### TASK STATEMENT
Print every line of the data below without changing anything.

[Stored items from a collection]
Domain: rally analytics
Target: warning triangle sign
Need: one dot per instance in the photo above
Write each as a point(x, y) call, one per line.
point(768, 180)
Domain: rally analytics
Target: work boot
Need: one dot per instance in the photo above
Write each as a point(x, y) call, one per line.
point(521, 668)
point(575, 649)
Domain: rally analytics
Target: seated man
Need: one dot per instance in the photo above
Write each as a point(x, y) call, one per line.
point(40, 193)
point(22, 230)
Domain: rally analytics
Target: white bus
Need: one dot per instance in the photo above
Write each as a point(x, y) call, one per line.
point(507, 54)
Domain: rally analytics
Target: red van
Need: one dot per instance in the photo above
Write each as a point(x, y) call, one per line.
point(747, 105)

### FINAL RESULT
Domain: rally analytics
Target: warning triangle sign
Need: one dot per instance in the photo above
Write each as a point(x, y) call, one per line.
point(768, 180)
Domain: rally analytics
Target: work boot
Need: one dot per instance in the photo above
Write each as a point(x, y) call, one per line.
point(521, 668)
point(575, 649)
Domain: rally analytics
Target: seated man
Need: one dot per instance in the photo above
Write each as a point(x, y) call, one per line.
point(40, 193)
point(22, 230)
Domain: rally analytics
Target: white bus
Need: one dot per instance in the photo above
Write each as a point(x, y) call, one per line.
point(507, 54)
Domain: rally analytics
Target: red van
Need: one dot per instance in the photo above
Write each as a point(x, y) call, one per line.
point(747, 105)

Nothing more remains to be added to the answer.